## EXERCISE OBJECTIVE
In the text on a Linux kernel rootkit and command and control server below, turn the paragraph that opens "A Backdoor is a secret access point" into a short bulleted list that keeps its main facts.

## EXTRACT PROVIDED
____________________

The core elements of an attacker’s command and control architecture are Command and Control (C2) servers, sometimes referred to as C&C servers or C2 nodes, which are used to manage compromised systems, accept orders, and exfiltrate data. These servers are the central communication hub between attackers and compromised systems or malware-infected devices. Through the C2 server, attackers can send commands, update malware, and gather information from infected PCs.

A Backdoor is a secret access point that enables unauthorized users to enter a system despite standard authentication safeguards. A backdoor that performs network scanning and connects to a command and control server from the target system allows attackers to covertly acquire information and increase their level of control in a post-exploitation situation. The backdoor connects with the C2 server, allowing the attacker to send and receive commands from a distance. The backdoor can execute network scans, probe other systems, and discover possible targets for future exploitation by taking advantage of the infected system’s network connectivity. The attacker can map out the network and find more entry points for penetration thanks to the backdoor and C2 server’s facilitation of reconnaissance.

Linux Kernel Rootkit Tested on: Ubuntu 18.04 (Try to test on other versions of Linux)

Install and use this post-exploitation framework for learning and testing purposes. Steps to setup the framework are listed on the GitHub page.

Fig: Plan of action


  • Open the Command and Control server on your browser.
  • If you have already installed the rootkit on the target side then there will be your target device name in device list.
  • Select device and connect.
  • Send commands and receive responses. You can check the help page for listed additional features.

Linux Kernel Rootkit:

  • Use the Makefile to build the module.
  • ftracer_helper.h is a helping module trying to override the system calls. (Author: xcellerator)
  • Hide and Unhide themselves from modules lists.
  • Granting root permissions by updating root credentials.
  • Creating and executing the reverse shell/backdoor, which can be used to connect to a C2 server.

Command & Control server:

  • Add new devices to the database by auto-collecting IP from the HTTPS requests.
  • Connect to the target system via reverse shell/backdoor.
  • Send commands and receive responses from the target system via reverse shell.
  • Provide a list of every compromised system’s commands and responses.
  • Handle requests from multiple compromised systems simultaneously.

Reverse shell / Backdoor:

  • When executed, request the C2 server to add this device to the database.
  • Establish the connection between the C2 server and the target system.
  • Spawn a new reverse shell on demand for different IP addresses provided by the C2 server.
  • Scan the network and open ports for potential vulnerabilities in other connected systems.

The Linux kernel rootkit and Command and Control (C2) server project aimed to build covert communication channels for unauthorized access to compromised systems while investigating the potential dangers
and difficulties connected with kernel-level attacks. This project is an educational post-exploitation framework designed for learning purposes, aiming to provide a simulated environment for understanding security vulnerabilities and ethical hacking techniques. The framework offers a range of controlled scenarios where users can simulate exploitation, vulnerability assessment, and various security tasks, fostering a safer and more informed understanding of cybersecurity principles without engaging in malicious activities. Instructions to install and use the framework are mentioned in the GitHub repository. Playing with the kernel without knowing may cause harm to your system. So, If you’re unsure what to do, you should do it on a virtual machine.

____________________

## PROVIDED INFORMATION

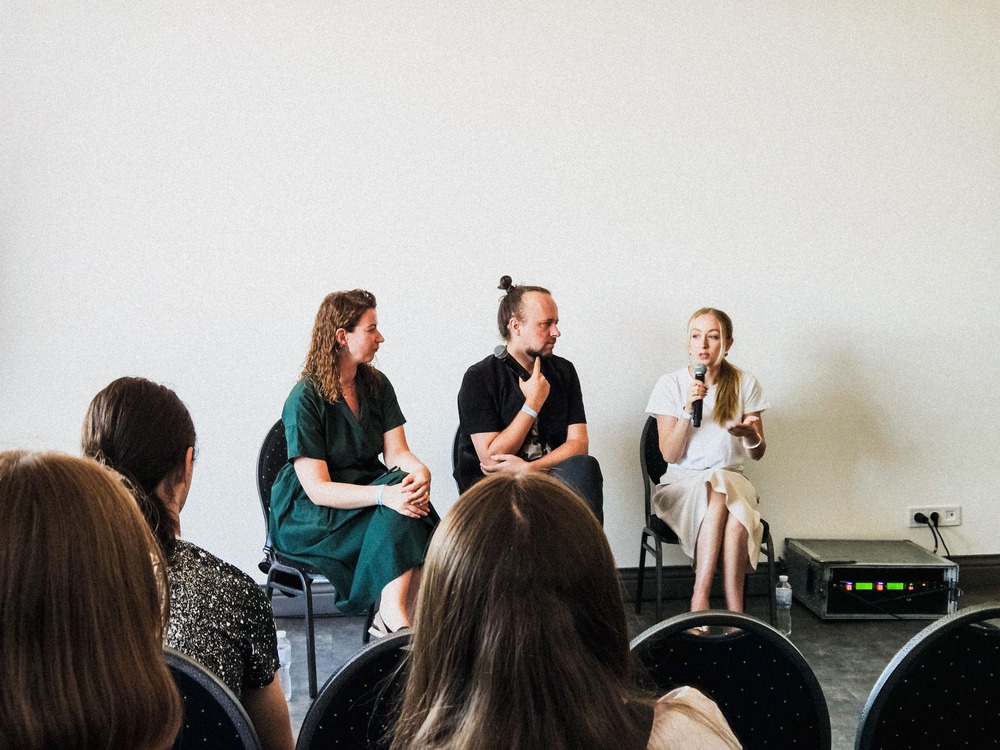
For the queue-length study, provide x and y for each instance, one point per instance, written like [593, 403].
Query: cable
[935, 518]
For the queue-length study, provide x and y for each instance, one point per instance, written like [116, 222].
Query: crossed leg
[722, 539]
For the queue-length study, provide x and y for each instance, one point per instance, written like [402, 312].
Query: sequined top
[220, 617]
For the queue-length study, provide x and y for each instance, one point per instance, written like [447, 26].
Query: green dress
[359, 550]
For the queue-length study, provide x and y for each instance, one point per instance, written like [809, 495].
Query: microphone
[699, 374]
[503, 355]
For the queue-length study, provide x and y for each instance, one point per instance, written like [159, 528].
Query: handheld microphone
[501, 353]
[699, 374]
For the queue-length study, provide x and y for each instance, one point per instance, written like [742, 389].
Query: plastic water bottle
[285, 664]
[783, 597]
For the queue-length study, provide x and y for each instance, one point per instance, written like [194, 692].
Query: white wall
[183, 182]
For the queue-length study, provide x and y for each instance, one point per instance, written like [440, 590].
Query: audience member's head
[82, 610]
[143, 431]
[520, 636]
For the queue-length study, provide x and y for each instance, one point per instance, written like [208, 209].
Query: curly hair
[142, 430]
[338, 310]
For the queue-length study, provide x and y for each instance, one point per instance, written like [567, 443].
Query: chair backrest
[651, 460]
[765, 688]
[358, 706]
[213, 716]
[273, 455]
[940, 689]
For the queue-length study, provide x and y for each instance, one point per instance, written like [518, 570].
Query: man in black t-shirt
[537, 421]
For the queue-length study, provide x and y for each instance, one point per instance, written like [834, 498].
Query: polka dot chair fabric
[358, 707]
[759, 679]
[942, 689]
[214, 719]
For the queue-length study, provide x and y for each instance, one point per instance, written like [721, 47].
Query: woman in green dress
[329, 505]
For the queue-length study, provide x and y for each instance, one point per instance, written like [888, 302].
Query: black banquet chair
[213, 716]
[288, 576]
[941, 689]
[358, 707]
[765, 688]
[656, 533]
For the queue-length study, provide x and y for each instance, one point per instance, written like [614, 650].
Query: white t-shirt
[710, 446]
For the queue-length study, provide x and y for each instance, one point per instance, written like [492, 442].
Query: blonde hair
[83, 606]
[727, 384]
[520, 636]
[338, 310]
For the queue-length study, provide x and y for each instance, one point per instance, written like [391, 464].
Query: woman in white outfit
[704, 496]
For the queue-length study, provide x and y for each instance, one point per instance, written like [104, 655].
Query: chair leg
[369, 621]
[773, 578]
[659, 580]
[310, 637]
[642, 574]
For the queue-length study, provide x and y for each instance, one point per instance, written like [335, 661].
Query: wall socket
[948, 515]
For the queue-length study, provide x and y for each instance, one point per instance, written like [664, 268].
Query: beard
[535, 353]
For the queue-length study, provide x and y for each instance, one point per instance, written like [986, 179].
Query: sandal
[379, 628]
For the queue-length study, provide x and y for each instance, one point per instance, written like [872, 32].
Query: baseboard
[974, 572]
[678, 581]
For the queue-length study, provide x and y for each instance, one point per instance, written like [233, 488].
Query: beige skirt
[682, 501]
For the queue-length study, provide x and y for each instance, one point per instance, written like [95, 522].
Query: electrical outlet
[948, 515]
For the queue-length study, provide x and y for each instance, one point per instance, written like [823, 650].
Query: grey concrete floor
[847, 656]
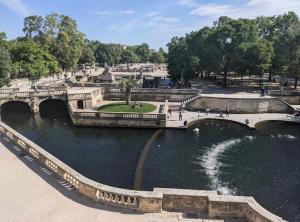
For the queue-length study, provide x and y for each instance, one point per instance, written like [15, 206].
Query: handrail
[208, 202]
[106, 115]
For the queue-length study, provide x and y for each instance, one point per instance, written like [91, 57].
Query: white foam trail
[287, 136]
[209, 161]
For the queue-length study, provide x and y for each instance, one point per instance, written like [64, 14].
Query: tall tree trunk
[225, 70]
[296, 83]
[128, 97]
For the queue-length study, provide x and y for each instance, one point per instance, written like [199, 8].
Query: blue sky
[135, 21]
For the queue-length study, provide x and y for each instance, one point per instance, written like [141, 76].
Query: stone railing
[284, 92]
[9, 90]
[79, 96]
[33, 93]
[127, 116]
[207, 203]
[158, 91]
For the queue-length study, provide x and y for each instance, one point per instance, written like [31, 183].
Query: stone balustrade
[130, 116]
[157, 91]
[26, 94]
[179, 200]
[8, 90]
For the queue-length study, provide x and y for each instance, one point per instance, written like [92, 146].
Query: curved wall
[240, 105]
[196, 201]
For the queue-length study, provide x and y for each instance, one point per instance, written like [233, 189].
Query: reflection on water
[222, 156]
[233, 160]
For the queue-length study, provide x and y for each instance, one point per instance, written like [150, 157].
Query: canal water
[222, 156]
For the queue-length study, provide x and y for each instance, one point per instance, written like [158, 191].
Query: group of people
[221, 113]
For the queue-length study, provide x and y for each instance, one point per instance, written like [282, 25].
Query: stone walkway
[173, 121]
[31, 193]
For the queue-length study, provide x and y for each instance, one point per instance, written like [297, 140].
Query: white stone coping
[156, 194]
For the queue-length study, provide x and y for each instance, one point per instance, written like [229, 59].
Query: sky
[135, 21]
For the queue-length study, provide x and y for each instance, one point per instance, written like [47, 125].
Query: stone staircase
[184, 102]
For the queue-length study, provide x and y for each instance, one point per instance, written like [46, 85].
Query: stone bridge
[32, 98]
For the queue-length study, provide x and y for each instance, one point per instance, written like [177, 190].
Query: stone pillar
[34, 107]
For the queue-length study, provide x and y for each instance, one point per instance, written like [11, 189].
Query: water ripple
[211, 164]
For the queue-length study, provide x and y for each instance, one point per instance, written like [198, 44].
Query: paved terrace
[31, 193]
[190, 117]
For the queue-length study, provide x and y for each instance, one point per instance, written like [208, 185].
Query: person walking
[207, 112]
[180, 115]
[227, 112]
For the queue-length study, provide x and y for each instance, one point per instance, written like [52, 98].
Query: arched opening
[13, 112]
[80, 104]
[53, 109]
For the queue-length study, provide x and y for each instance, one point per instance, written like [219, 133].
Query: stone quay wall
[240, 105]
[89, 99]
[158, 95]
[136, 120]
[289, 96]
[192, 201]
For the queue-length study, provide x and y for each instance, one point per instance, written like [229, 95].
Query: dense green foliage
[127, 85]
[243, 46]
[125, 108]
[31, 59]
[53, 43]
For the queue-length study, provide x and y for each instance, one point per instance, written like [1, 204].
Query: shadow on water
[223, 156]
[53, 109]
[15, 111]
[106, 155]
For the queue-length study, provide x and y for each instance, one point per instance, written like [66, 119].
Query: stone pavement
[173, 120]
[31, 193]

____________________

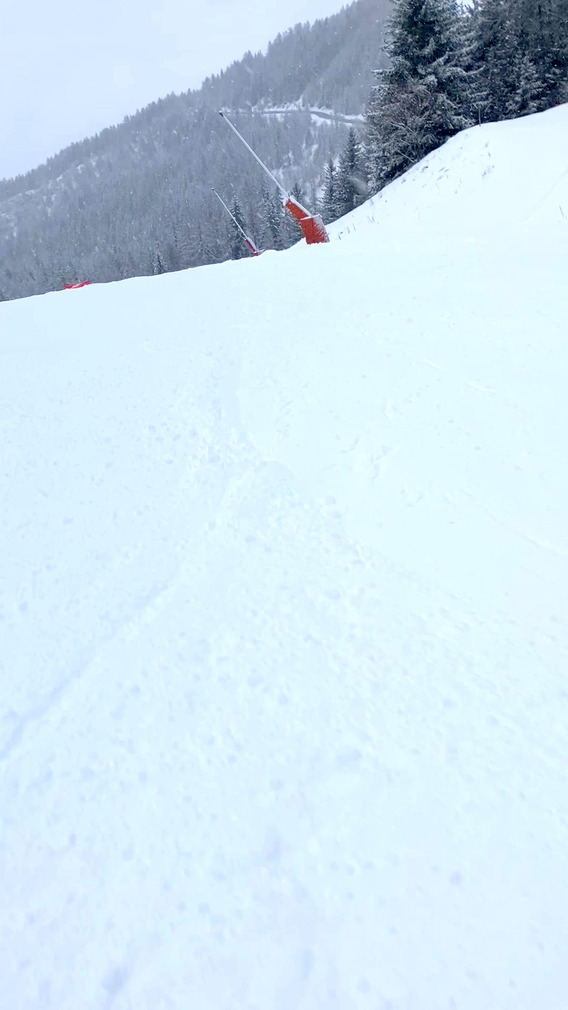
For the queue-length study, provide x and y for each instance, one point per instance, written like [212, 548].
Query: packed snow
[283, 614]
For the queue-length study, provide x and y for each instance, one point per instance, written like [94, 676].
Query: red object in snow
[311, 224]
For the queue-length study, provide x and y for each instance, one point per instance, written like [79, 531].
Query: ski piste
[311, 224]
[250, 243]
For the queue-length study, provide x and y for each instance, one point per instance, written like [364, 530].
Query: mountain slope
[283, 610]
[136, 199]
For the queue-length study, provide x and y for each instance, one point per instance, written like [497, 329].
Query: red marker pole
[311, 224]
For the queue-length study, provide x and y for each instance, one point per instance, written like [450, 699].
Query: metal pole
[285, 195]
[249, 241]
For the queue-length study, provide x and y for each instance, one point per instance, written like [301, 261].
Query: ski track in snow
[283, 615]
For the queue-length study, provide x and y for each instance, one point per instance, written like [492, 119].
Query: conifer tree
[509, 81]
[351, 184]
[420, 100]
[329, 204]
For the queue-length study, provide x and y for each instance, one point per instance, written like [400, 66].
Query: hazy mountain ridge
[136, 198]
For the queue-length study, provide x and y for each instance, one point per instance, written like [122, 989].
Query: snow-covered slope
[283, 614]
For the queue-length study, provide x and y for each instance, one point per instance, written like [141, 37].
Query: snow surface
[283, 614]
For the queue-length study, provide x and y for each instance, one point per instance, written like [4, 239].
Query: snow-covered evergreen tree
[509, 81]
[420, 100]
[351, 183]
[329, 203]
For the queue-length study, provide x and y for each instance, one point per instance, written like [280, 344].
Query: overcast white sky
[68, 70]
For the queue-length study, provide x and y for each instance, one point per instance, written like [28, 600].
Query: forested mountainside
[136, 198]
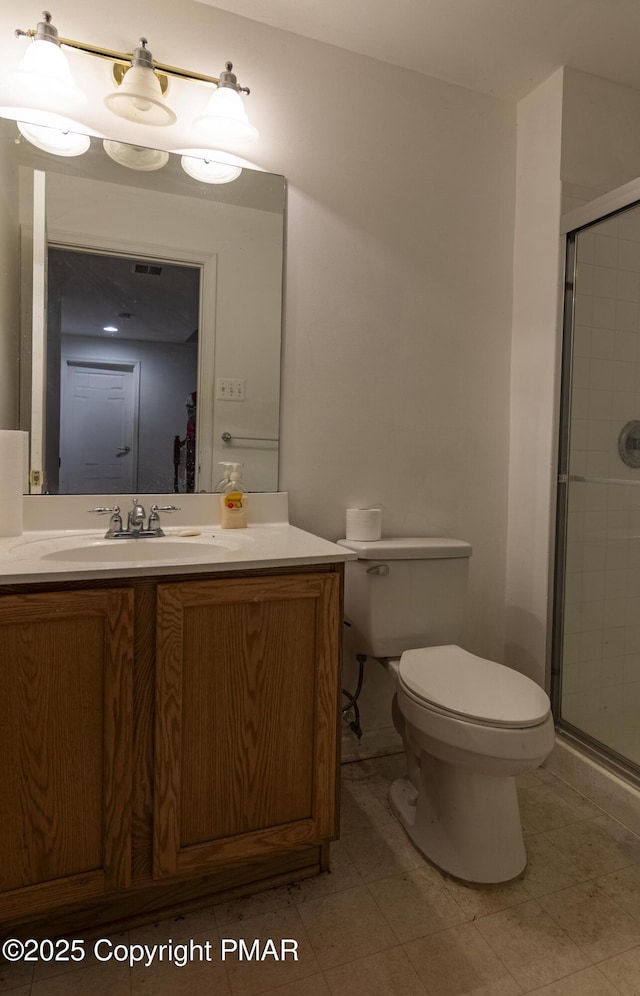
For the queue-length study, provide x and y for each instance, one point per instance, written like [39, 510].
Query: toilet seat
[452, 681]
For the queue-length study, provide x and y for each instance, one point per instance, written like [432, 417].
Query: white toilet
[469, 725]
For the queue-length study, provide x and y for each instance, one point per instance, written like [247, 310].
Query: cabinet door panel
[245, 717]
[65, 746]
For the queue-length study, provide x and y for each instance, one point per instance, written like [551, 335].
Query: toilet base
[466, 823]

____________________

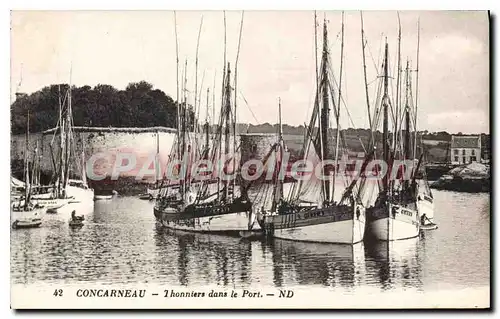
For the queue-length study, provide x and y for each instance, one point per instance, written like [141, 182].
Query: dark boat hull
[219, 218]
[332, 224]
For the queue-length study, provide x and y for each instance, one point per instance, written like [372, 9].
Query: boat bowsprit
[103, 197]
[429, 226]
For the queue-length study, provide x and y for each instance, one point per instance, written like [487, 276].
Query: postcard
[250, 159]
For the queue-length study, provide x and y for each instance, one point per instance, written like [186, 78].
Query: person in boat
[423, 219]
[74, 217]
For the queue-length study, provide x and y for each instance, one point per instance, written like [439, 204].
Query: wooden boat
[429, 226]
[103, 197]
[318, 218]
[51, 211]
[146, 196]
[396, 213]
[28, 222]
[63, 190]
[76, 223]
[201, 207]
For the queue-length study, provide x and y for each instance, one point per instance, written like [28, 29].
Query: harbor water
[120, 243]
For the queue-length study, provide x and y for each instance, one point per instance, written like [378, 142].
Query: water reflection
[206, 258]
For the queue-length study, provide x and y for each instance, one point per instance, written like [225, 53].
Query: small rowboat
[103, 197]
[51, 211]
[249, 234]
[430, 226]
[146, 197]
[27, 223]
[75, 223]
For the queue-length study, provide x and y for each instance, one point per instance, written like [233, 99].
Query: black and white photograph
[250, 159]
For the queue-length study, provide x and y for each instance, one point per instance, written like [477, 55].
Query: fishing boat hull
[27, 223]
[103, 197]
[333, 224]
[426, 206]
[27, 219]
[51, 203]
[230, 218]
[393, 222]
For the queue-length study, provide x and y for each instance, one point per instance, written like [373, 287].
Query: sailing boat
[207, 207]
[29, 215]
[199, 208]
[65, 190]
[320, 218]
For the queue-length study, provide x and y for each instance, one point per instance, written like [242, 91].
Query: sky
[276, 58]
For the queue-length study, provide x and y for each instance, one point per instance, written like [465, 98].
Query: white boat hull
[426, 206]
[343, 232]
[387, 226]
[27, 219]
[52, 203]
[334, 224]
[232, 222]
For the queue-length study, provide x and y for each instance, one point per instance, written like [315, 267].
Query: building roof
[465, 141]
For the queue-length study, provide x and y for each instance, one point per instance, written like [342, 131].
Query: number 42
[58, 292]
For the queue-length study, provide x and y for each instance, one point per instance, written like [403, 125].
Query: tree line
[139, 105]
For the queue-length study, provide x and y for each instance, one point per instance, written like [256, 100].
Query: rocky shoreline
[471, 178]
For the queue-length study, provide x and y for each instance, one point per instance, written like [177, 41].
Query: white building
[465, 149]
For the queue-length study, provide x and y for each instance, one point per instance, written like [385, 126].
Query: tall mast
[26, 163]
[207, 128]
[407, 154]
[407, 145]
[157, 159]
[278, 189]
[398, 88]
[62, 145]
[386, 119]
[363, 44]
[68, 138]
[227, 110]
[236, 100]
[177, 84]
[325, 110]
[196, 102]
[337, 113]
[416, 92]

____________________

## OUTPUT OF THE EXERCISE
- A backdoor is a secret access point that lets unauthorized users into a system despite standard authentication safeguards.
- After exploitation, a backdoor that scans the network and connects to a C2 server lets attackers covertly gather information and increase their control.
- Through its link to the C2 server, the attacker can send and receive commands remotely.
- Using the infected system's network connectivity, the backdoor can run network scans, probe other systems and find possible targets for future exploitation.
- With the backdoor and the C2 server, the attacker can map the network and find more entry points.